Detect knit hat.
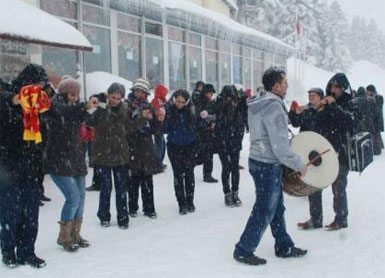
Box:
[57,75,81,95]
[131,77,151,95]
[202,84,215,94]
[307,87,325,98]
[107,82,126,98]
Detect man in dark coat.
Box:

- - -

## Directions
List each line of the listing above that contains the word "Detect".

## Task answer
Detect knit hat.
Detect man in dark coat.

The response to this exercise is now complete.